**Given instruction:** Copy the data from the line containing "# test: locate the arch" through the line containing "Query: dense bushes", replacing "arch bridge" with "footbridge" and changing nothing else.
========
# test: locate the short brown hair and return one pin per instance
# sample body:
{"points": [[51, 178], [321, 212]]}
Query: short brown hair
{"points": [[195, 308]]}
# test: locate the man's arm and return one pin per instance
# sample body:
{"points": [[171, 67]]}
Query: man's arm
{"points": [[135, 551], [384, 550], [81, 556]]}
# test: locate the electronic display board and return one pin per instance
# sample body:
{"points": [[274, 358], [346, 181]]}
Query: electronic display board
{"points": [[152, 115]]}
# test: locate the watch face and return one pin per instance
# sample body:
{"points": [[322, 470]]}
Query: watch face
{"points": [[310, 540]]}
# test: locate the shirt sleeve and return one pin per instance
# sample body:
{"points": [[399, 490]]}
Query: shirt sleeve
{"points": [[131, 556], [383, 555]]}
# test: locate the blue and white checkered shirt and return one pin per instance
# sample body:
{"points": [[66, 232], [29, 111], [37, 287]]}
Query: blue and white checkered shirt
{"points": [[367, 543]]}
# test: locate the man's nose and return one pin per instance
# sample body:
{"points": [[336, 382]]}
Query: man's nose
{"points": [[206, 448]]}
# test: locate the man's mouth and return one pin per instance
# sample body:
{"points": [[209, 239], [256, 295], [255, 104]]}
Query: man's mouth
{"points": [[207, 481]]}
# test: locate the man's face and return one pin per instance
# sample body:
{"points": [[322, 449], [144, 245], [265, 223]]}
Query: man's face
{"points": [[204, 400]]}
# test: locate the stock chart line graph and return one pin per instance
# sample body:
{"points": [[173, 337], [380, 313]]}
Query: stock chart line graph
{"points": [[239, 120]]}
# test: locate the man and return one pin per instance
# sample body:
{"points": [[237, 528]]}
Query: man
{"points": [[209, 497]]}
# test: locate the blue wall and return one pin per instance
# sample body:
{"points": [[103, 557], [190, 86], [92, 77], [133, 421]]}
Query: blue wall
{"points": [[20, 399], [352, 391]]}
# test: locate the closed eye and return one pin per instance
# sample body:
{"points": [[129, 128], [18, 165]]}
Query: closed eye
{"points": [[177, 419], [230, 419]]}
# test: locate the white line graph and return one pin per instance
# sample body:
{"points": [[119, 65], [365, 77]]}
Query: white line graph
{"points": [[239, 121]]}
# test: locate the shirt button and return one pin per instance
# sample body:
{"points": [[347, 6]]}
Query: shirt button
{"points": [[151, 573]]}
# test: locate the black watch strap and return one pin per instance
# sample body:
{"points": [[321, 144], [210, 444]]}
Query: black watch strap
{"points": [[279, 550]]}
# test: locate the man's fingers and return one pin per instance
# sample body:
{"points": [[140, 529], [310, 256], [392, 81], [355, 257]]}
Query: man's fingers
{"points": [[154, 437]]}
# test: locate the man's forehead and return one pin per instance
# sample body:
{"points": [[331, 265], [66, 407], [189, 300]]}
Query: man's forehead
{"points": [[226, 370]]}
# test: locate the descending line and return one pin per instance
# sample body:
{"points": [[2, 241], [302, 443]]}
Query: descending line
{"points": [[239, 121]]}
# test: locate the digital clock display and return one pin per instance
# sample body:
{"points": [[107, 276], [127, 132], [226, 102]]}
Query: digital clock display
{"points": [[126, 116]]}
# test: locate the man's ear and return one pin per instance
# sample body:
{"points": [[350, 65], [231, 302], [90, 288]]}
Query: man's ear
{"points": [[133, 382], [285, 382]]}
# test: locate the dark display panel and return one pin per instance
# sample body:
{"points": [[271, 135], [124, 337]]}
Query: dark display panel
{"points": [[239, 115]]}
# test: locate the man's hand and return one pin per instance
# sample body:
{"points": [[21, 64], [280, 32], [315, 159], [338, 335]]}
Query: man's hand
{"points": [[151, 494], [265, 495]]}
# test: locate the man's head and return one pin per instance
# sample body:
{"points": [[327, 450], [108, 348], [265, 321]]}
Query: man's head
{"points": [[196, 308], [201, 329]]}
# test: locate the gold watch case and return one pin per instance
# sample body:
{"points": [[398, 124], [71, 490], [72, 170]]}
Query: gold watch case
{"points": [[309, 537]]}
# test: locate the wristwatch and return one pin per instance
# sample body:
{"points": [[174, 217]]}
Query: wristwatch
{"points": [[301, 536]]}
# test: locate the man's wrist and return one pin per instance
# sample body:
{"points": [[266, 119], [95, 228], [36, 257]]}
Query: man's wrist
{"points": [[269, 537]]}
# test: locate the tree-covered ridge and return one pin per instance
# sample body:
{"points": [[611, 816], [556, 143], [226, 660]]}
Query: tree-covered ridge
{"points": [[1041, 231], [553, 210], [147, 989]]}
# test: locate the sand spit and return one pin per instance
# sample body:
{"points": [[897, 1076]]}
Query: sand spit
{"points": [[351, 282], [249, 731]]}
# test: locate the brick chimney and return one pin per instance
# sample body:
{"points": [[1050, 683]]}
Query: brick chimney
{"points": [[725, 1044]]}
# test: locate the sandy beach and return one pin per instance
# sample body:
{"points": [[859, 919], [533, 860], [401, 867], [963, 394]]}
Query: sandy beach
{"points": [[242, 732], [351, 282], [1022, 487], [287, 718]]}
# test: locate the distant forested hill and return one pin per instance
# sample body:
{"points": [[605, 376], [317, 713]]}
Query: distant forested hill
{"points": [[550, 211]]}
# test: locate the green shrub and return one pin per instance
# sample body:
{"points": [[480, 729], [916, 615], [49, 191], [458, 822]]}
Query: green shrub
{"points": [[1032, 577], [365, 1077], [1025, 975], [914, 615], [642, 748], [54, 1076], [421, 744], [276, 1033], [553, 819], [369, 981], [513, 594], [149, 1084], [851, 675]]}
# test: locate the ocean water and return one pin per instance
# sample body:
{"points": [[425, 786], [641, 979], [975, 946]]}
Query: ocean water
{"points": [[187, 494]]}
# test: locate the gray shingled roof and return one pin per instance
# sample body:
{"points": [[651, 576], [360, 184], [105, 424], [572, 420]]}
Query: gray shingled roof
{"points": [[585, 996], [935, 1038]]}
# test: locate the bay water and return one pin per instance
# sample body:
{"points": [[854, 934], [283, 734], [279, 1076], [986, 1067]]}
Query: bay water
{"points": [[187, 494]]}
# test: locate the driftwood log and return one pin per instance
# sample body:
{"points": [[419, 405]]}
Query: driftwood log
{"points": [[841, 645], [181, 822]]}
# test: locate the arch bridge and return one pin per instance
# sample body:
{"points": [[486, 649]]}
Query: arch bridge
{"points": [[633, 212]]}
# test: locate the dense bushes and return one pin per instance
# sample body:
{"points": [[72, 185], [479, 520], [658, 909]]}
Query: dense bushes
========
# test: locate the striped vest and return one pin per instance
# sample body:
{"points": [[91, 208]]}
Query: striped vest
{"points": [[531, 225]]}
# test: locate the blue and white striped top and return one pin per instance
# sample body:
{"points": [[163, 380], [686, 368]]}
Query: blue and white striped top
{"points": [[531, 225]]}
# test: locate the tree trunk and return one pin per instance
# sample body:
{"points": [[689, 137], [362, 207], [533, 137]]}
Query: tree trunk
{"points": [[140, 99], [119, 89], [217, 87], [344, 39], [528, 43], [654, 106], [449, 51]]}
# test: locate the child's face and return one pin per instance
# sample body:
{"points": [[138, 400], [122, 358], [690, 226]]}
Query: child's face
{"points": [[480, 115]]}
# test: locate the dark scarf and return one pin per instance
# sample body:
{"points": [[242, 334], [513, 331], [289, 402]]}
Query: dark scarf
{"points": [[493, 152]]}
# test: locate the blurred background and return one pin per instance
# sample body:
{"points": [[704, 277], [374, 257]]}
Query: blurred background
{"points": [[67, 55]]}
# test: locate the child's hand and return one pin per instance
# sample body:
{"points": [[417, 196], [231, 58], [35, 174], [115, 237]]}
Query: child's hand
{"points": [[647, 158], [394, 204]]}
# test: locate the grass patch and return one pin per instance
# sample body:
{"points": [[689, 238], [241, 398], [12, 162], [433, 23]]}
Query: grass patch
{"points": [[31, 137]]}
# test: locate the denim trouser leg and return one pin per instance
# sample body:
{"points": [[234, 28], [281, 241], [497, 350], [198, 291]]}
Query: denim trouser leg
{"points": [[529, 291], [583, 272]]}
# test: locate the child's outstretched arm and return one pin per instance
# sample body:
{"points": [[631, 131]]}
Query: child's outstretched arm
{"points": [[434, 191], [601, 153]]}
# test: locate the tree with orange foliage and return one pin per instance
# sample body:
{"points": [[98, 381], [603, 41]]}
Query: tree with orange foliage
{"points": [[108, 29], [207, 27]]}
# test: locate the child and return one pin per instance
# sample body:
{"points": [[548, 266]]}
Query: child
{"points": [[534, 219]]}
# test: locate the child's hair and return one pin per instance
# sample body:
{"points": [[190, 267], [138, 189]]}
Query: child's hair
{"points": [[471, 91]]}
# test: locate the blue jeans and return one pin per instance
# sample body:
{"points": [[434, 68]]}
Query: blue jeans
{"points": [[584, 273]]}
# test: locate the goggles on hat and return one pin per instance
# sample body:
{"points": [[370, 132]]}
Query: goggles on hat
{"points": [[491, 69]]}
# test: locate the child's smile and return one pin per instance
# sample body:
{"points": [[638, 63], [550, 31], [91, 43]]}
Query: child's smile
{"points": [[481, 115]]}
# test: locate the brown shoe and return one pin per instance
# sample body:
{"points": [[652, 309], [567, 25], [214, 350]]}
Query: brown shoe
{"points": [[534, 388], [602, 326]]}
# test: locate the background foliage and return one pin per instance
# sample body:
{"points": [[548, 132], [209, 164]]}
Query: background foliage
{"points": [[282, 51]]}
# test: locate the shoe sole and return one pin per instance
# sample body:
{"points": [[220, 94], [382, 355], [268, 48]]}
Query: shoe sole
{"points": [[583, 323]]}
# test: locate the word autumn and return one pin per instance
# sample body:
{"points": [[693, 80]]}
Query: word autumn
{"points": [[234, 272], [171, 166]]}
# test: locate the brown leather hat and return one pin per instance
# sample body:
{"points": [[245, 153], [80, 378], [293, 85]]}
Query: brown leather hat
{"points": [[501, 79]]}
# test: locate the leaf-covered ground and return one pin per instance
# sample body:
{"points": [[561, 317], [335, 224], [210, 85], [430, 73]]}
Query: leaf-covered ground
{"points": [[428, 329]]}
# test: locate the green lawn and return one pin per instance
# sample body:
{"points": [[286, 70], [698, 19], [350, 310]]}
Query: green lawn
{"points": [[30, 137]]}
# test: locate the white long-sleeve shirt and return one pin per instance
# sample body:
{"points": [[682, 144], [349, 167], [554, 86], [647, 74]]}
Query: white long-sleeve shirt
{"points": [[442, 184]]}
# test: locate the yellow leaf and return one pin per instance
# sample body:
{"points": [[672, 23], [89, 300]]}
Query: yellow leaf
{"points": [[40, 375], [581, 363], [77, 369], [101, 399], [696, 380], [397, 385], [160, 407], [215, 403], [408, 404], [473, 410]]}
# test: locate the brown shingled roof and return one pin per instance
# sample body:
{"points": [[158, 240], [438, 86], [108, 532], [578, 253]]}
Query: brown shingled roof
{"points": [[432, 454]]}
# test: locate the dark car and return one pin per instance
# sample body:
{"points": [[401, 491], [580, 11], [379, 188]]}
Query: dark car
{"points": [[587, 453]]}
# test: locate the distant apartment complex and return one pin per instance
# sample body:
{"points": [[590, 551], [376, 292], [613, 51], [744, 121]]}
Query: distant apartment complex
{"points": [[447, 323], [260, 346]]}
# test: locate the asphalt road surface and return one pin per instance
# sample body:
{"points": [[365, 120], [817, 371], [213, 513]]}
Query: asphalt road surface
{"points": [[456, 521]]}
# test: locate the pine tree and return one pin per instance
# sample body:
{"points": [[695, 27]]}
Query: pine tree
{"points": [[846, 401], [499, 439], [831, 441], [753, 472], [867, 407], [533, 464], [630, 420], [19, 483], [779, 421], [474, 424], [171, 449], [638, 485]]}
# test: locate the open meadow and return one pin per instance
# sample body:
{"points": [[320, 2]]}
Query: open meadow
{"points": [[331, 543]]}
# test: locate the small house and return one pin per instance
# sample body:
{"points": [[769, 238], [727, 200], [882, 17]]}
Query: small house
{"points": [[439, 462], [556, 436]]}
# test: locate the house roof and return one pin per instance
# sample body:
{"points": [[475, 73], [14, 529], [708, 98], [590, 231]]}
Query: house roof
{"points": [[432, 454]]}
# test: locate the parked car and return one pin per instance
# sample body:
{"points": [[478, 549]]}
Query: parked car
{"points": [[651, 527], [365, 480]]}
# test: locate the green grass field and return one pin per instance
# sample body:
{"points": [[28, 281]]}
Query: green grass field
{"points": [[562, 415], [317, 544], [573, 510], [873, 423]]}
========
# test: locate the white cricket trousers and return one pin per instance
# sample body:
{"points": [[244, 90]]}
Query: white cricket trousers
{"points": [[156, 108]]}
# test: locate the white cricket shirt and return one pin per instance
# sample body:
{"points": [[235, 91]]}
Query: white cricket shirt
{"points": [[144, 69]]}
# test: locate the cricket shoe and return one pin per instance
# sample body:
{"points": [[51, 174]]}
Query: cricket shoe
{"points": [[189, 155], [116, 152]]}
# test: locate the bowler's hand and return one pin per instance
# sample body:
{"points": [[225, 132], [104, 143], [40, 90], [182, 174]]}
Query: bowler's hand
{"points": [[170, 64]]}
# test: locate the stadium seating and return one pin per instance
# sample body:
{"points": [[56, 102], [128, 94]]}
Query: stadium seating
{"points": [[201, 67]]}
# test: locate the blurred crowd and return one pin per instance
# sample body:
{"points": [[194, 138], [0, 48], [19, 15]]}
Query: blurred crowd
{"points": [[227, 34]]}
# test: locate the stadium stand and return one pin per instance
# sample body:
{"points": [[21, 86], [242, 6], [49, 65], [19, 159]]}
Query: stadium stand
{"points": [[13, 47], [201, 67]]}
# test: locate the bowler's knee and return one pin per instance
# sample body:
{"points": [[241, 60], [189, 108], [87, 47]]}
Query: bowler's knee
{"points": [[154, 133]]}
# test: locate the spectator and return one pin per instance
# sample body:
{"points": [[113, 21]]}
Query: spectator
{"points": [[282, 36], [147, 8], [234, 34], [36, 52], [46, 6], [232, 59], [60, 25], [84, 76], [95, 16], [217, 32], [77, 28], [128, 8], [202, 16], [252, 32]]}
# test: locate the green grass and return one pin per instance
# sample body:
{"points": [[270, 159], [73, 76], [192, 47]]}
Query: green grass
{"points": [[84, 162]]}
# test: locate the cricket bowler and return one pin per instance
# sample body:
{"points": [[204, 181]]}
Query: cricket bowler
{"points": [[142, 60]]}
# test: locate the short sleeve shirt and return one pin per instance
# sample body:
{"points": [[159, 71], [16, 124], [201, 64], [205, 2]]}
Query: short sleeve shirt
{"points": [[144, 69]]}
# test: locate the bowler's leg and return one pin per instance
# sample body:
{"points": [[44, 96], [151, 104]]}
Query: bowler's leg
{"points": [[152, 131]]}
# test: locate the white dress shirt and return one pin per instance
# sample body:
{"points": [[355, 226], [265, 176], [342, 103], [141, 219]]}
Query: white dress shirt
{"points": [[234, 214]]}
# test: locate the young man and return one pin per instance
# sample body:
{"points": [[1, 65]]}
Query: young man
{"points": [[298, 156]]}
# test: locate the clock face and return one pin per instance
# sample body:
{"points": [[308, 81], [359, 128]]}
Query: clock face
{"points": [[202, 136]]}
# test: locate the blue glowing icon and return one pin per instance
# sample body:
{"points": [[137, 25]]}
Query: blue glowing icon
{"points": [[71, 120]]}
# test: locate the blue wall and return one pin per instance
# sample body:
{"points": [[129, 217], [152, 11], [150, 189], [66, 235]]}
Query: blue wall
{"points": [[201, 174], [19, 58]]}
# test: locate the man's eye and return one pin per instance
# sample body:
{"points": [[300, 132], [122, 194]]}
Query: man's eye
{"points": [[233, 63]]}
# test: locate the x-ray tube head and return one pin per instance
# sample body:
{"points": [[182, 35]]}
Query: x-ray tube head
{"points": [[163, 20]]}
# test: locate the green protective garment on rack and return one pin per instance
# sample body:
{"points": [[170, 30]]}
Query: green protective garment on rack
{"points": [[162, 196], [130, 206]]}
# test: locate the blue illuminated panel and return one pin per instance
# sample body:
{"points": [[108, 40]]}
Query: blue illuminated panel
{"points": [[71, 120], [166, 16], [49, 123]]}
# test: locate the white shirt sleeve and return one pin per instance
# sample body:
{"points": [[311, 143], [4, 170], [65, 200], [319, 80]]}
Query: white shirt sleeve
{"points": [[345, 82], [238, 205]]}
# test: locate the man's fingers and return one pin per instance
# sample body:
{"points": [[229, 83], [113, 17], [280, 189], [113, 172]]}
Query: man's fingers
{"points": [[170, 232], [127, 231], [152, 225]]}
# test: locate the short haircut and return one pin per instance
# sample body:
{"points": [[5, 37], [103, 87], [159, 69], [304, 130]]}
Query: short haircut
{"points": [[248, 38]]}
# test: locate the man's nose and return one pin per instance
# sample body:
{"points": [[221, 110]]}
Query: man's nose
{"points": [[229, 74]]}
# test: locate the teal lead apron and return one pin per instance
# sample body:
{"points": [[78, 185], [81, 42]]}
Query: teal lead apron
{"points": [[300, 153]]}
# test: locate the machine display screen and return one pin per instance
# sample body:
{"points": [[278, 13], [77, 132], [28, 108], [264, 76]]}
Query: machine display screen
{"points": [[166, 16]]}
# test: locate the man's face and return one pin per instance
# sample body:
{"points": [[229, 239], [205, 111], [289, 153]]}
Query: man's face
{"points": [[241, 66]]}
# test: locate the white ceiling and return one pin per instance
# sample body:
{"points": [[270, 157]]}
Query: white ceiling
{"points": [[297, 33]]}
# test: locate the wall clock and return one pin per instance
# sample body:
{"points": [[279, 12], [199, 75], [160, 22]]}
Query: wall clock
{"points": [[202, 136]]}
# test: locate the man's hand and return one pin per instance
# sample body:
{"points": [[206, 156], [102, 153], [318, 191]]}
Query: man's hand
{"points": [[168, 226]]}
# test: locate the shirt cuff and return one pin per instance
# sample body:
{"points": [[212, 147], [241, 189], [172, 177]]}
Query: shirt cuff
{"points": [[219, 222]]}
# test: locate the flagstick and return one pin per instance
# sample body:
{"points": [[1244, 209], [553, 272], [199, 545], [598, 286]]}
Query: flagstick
========
**The result:**
# test: locate the footbridge and return one pin per instance
# sample body:
{"points": [[486, 649]]}
Query: footbridge
{"points": [[633, 212]]}
# test: locate the dense bushes and return one pin per instance
# sample body:
{"points": [[72, 185], [479, 520], [658, 909]]}
Query: dense bushes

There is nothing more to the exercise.